#### WHAT THE TASK REQUIRES:
Go through the material below and count the lines containing the word "search". Give that number by itself.
+ + + + + + +
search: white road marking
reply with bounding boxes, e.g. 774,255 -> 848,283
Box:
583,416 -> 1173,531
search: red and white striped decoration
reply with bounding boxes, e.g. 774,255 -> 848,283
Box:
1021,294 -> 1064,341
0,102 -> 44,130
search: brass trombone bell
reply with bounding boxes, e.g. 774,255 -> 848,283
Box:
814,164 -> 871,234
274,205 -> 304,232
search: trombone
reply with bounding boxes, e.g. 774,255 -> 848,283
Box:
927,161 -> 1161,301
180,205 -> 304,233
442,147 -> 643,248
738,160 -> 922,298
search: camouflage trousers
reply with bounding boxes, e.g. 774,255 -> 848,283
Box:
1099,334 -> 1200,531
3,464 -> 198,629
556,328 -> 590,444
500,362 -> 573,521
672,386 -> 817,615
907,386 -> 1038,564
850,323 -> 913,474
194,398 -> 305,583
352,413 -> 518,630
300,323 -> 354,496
+ + + + + + +
#### RESPONSE TO THE TASK:
5